The problem:
Continue the passage below about the 1994 State of the Union address, picking up right after its last sentence.

Study text:
That week I named the deputy secretary of defense, Bill Perry, to succeed Les Aspin, who had resigned as secretary not long after the day of Black Hawk Down. We had conducted an exhaustive search, and all the while the best candidate had been right under our noses. Perry had led several defense-related organizations, been a professor of mathematics and engineering, and done a superb job at the Pentagon, promoting Stealth technology, procurement reform, and realistic budgeting. He was a soft-spoken, modest man whose demeanor disguised a surprising toughness. He would turn out to be one of my best appointments, probably the finest secretary of defense since General George Marshall. On the twenty-fifth, I gave my State of the Union address. It’s the only time in a year when a President gets the chance to speak to the American people, unfiltered, for a whole hour, and I wanted to make the most of it. After a tribute to the late House Speaker Tip O’Neill, who had died the day before Mother, I summarized the long list of congressional achievements in 1993, saying that the economy was producing jobs; that millions of Americans had saved money by refinancing their homes at lower rates; that only 1.2 percent of the American people had had their income taxes increased; that the deficit would be 40 percent lower than previously predicted; and that we would reduce the federal payrolls by more than 250,000 instead of the 100,000 I had previously promised.
The rest of the speech was an outline of my 1994 agenda, beginning with education. I asked Congress to pass my Goals 2000 initiative to help public schools reach the national education goals the governors and the Bush administration had given the country, through reforms like school choice, charter schools, and connecting all our schools to the Internet by 2000; and to measure schools’ progress toward reaching the goals the old-fashioned way, by whether our students were learning what they needed to know.

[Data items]
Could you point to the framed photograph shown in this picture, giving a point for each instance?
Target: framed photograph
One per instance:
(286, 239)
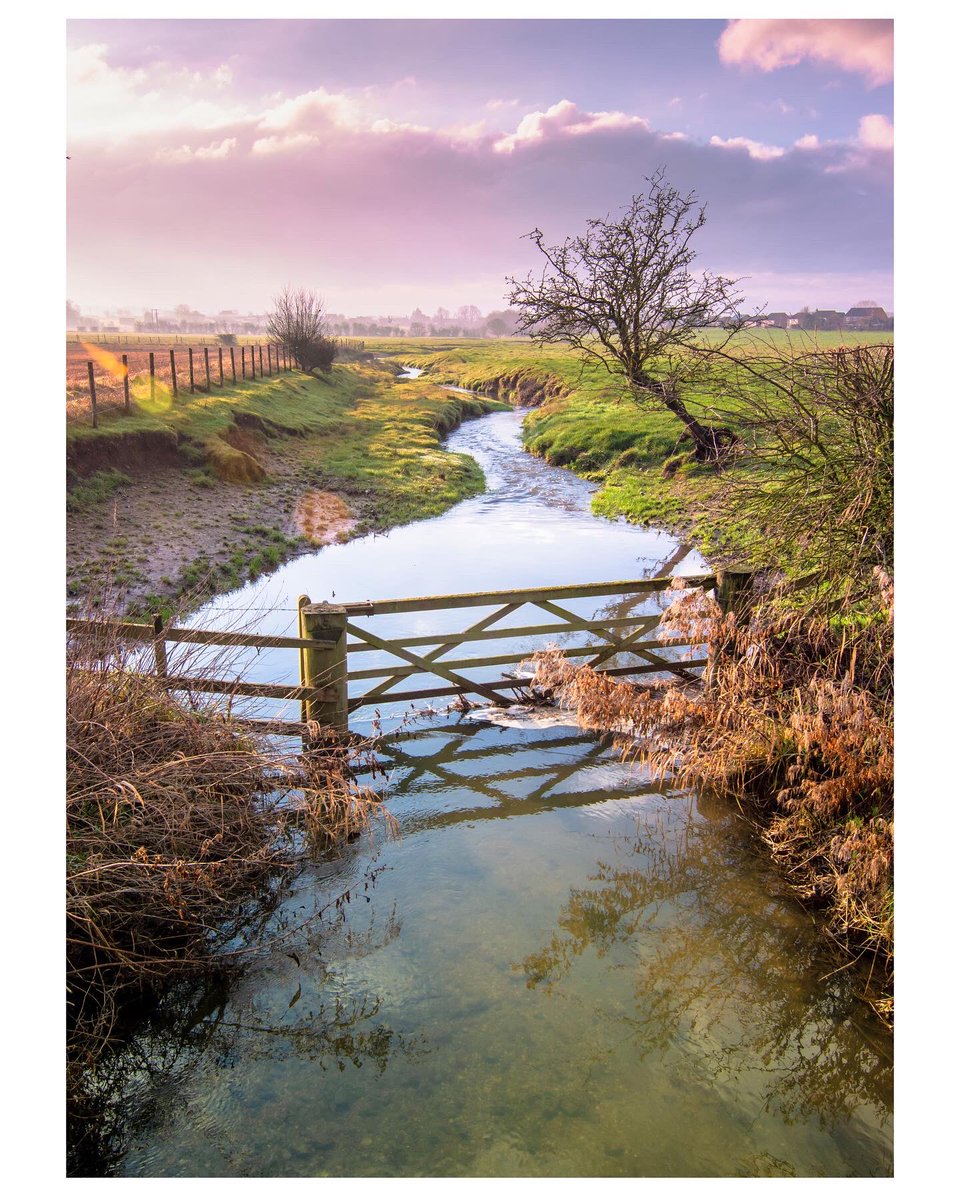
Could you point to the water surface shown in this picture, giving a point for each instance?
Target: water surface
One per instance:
(558, 970)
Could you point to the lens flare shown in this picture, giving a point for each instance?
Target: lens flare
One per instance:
(108, 361)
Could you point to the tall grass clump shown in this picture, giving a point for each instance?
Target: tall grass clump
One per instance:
(795, 718)
(786, 727)
(179, 823)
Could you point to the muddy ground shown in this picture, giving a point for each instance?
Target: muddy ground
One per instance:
(177, 534)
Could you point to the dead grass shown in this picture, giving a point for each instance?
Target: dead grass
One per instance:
(179, 825)
(790, 726)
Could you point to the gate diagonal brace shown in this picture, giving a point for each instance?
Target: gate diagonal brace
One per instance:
(451, 640)
(427, 667)
(621, 645)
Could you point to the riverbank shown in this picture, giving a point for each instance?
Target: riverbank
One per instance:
(787, 737)
(192, 497)
(636, 455)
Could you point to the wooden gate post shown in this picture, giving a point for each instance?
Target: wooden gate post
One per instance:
(324, 665)
(733, 589)
(93, 389)
(733, 594)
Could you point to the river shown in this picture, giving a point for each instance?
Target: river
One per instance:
(558, 969)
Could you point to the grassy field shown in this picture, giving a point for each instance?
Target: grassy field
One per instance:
(198, 493)
(585, 419)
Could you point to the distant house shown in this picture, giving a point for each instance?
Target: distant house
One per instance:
(868, 318)
(820, 319)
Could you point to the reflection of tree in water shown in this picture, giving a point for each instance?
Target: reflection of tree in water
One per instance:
(220, 1023)
(724, 971)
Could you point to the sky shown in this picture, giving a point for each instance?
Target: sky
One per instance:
(393, 165)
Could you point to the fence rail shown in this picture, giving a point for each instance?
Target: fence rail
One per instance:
(328, 636)
(99, 378)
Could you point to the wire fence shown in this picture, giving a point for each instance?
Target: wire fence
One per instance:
(106, 372)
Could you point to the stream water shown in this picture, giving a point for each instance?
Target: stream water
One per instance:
(557, 970)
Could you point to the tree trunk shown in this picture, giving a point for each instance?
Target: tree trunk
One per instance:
(712, 443)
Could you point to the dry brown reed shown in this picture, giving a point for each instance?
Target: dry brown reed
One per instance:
(785, 725)
(178, 821)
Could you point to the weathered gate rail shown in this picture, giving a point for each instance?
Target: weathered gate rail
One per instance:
(325, 651)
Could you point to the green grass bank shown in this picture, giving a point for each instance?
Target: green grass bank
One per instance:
(189, 496)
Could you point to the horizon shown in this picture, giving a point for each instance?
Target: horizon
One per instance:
(214, 162)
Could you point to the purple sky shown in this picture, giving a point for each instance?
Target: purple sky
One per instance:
(396, 163)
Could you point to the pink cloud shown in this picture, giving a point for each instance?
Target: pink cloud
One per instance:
(309, 111)
(564, 119)
(861, 46)
(189, 154)
(755, 149)
(875, 132)
(283, 143)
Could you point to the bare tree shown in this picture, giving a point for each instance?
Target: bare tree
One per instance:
(816, 430)
(299, 323)
(624, 295)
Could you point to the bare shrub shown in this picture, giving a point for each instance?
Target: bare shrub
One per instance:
(781, 727)
(178, 820)
(298, 322)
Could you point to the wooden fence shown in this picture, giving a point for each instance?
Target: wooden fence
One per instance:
(327, 653)
(103, 382)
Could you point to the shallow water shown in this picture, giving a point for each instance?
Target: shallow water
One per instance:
(558, 970)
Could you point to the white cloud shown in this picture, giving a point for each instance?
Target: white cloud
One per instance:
(755, 149)
(861, 46)
(117, 103)
(875, 132)
(190, 154)
(564, 119)
(310, 109)
(283, 143)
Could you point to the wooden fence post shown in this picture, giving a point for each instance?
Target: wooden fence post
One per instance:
(324, 665)
(160, 646)
(733, 589)
(733, 595)
(93, 389)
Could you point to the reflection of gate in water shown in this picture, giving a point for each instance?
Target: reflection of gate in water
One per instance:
(330, 641)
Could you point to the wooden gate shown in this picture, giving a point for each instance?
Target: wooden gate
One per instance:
(331, 645)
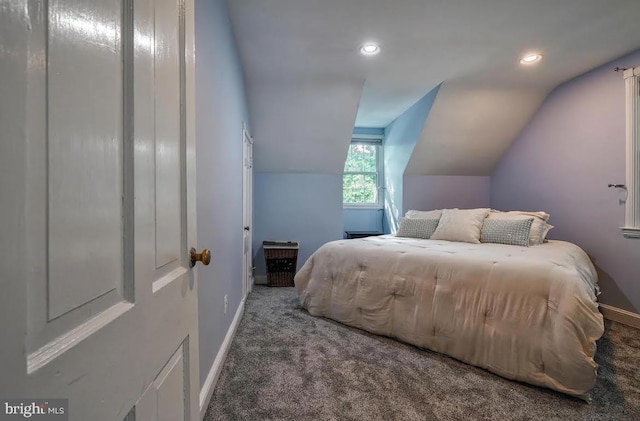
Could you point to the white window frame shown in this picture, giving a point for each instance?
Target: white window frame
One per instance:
(370, 140)
(632, 210)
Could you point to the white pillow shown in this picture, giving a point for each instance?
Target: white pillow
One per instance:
(538, 227)
(462, 225)
(414, 214)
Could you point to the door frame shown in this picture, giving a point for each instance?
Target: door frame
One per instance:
(247, 210)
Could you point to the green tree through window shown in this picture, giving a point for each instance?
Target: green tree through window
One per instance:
(360, 178)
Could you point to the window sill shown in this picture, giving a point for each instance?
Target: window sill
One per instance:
(362, 207)
(631, 232)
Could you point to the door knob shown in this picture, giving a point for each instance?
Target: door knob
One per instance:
(204, 257)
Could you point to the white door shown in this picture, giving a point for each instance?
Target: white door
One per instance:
(98, 300)
(247, 215)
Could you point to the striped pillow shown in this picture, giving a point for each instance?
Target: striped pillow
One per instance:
(417, 228)
(514, 232)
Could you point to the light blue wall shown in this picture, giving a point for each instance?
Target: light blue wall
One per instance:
(400, 140)
(562, 163)
(370, 131)
(296, 207)
(426, 192)
(220, 111)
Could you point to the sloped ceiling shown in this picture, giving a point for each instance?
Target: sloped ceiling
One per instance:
(308, 87)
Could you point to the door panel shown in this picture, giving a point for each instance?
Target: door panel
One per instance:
(168, 133)
(165, 398)
(104, 173)
(85, 153)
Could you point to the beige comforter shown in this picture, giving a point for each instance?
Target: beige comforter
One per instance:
(525, 313)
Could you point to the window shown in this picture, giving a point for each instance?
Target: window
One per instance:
(362, 176)
(632, 214)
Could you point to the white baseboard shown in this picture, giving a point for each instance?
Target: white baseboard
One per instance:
(621, 316)
(212, 378)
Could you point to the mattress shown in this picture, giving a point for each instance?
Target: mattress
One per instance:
(525, 313)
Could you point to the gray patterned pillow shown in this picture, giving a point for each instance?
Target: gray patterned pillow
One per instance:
(514, 232)
(417, 228)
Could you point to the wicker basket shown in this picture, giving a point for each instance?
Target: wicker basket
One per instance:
(281, 259)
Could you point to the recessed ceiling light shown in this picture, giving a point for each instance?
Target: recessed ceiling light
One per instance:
(531, 58)
(370, 49)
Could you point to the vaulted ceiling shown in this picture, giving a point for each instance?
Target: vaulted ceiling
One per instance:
(308, 86)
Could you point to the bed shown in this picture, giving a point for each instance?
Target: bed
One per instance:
(525, 313)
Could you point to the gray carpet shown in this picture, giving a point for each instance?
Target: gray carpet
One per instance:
(287, 365)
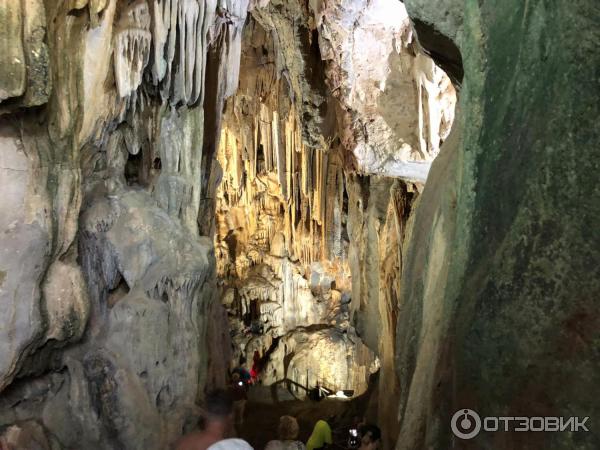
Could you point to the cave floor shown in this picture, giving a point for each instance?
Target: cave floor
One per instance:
(263, 411)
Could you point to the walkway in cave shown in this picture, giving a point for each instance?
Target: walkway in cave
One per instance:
(262, 416)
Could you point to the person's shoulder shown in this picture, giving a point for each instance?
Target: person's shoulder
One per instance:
(273, 445)
(231, 444)
(189, 441)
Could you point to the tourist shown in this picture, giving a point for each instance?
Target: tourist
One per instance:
(231, 444)
(370, 437)
(255, 371)
(288, 433)
(216, 416)
(320, 437)
(240, 396)
(243, 372)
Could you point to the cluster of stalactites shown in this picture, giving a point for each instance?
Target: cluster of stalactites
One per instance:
(132, 47)
(436, 104)
(285, 186)
(180, 33)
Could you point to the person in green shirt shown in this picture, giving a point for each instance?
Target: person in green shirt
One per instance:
(320, 437)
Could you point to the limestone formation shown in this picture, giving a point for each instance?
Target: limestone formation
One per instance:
(108, 290)
(188, 182)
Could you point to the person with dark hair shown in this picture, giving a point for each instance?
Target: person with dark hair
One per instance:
(370, 437)
(240, 396)
(288, 434)
(217, 416)
(320, 437)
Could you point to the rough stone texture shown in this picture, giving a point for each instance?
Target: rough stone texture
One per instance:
(24, 78)
(282, 256)
(400, 104)
(288, 151)
(378, 212)
(500, 278)
(107, 290)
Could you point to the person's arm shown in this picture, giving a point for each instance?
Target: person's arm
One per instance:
(327, 436)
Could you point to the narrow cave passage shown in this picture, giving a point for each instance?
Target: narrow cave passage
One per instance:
(308, 230)
(367, 212)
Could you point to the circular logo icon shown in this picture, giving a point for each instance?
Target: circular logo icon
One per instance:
(466, 424)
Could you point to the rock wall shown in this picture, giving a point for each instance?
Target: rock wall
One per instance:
(500, 273)
(108, 297)
(310, 212)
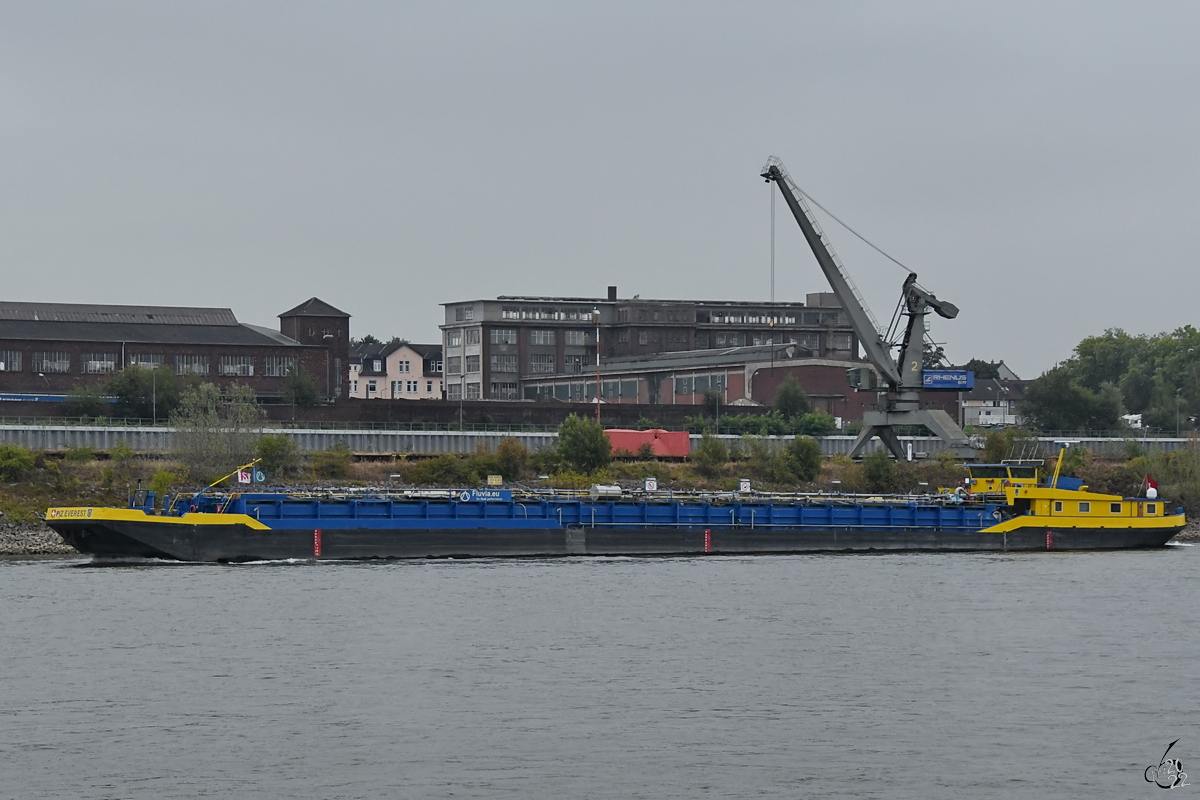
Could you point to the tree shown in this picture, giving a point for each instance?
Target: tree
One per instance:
(983, 370)
(144, 394)
(709, 456)
(1059, 402)
(300, 388)
(214, 432)
(804, 457)
(879, 471)
(791, 401)
(582, 444)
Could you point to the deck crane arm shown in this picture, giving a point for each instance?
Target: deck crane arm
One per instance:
(903, 374)
(839, 281)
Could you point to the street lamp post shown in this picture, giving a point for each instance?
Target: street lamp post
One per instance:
(329, 366)
(595, 320)
(1177, 394)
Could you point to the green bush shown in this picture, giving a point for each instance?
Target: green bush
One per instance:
(15, 462)
(279, 453)
(791, 402)
(711, 456)
(582, 444)
(879, 471)
(121, 452)
(334, 462)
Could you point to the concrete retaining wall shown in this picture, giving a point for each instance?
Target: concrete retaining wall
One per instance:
(159, 440)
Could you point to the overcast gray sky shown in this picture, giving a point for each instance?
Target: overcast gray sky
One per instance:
(1035, 162)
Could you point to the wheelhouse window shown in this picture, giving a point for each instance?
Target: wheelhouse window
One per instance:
(145, 360)
(504, 364)
(279, 366)
(99, 364)
(241, 366)
(504, 336)
(52, 361)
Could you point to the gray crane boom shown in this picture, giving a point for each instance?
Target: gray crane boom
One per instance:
(903, 407)
(861, 318)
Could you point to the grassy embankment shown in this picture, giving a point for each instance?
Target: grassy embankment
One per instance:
(31, 482)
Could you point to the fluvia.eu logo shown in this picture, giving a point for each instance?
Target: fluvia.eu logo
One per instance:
(1169, 774)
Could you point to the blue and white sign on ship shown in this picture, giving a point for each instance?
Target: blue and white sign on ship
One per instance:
(485, 495)
(958, 379)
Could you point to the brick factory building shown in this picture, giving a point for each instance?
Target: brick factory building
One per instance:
(511, 347)
(52, 348)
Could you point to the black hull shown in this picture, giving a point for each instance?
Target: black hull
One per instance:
(235, 542)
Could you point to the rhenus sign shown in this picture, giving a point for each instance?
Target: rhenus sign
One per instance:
(955, 379)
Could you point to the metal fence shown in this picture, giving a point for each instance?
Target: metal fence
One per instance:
(159, 439)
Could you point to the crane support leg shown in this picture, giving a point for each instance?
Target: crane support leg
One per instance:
(940, 423)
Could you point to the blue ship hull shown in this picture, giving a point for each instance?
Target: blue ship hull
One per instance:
(276, 527)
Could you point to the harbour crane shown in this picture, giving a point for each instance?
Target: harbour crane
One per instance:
(904, 374)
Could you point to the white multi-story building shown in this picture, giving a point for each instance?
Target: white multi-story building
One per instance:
(396, 370)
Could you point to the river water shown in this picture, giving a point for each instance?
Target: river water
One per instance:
(916, 675)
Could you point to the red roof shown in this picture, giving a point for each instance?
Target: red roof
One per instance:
(676, 444)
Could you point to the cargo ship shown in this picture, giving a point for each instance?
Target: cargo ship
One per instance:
(999, 507)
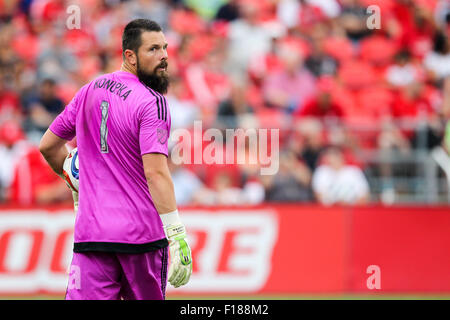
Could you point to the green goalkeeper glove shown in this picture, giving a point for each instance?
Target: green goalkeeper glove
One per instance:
(180, 267)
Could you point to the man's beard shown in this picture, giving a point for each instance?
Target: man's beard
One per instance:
(159, 83)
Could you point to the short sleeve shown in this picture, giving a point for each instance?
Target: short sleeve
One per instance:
(64, 125)
(154, 129)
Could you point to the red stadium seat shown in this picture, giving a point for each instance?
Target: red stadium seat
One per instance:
(357, 74)
(370, 50)
(339, 48)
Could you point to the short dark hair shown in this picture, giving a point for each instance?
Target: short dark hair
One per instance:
(131, 37)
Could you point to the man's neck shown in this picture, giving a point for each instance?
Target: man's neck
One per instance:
(127, 68)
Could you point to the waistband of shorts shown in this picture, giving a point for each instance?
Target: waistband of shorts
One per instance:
(120, 247)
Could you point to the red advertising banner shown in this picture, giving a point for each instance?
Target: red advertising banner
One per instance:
(271, 249)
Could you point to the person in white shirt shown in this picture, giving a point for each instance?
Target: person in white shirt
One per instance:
(336, 182)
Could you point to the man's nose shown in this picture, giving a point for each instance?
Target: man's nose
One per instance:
(165, 55)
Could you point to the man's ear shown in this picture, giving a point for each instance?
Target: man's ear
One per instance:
(130, 56)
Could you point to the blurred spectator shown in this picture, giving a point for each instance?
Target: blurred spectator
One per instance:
(247, 38)
(42, 108)
(318, 61)
(182, 109)
(34, 182)
(234, 107)
(229, 11)
(437, 62)
(9, 103)
(208, 81)
(289, 88)
(335, 182)
(291, 183)
(403, 72)
(156, 10)
(308, 144)
(187, 185)
(322, 105)
(12, 147)
(56, 60)
(353, 19)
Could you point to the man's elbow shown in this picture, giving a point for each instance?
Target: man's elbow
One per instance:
(44, 147)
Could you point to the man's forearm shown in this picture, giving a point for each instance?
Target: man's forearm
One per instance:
(54, 150)
(162, 191)
(55, 158)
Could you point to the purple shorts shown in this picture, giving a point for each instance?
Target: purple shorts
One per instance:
(115, 276)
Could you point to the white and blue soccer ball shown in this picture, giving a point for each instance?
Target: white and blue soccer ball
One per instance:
(71, 170)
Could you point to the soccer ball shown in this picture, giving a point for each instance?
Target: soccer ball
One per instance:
(71, 170)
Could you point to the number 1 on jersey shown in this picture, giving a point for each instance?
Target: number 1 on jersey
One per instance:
(104, 128)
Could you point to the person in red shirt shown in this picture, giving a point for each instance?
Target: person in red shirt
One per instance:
(322, 105)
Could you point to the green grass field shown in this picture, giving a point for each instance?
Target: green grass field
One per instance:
(274, 297)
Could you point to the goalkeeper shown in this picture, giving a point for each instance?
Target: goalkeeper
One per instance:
(127, 217)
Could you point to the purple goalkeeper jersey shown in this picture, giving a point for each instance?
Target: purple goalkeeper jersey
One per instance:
(116, 120)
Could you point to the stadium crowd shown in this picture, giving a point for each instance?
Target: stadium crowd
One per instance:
(317, 70)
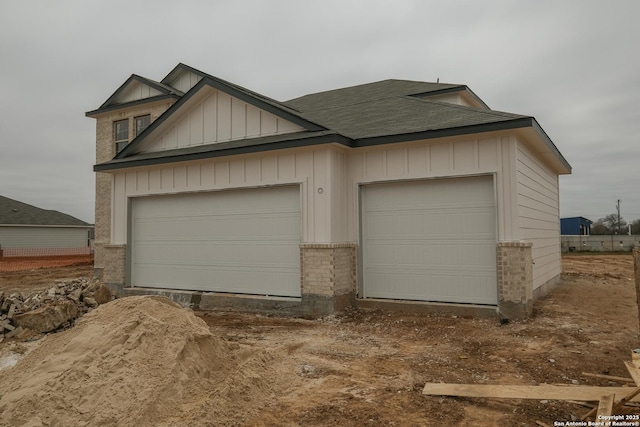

Response to the exercise:
I also asked for more investments in new job-creating technologies and defense conversion projects; urged passage of the crime bill and a ban on assault weapons; and promoted three environmental laws: a Safe Drinking Water Act, a revitalized Clean Water Act, and a reformed Superfund program. The Superfund was a public/private partnership to clean up polluted sites that had been abandoned and had become ugly, unusable health hazards. It was important to me and to Al Gore, and by the time we left office we had cleaned up three times as many Superfund sites as the Reagan and Bush administrations combined.
I then asked Congress to pass both welfare reform and health-care reform in 1994. One million people were on the welfare rolls because it was the only way they could get health care for their children. When people left welfare for low-wage jobs without benefits, they were in the incredible position of paying taxes to support the Medicaid program, which provided health care for families that had stayed on welfare. At some time during each year, nearly sixty million Americans found themselves without health insurance. More than eighty million Americans had “pre-existing conditions,” health problems that meant they were paying more for insurance, if they could get it, and often couldn’t change jobs without losing it. Three out of four Americans had policies with “lifetime limits” on how much of their healthcare costs would be covered, meaning they could lose their insurance just when they needed it most. The system hurt small businesses, too; their premiums were 35 percent higher than those paid by large businesses and government. To control costs, more and more Americans were being forced into health maintenance organizations, which restricted patients in their choice of a doctor, and doctors in their choice of care, and forced health-care professionals to spend more and more time on paperwork and less on their patients. All these problems were rooted in one fundamental fact: we had a crazy-quilt pattern of coverage in which insurance companies called the shots.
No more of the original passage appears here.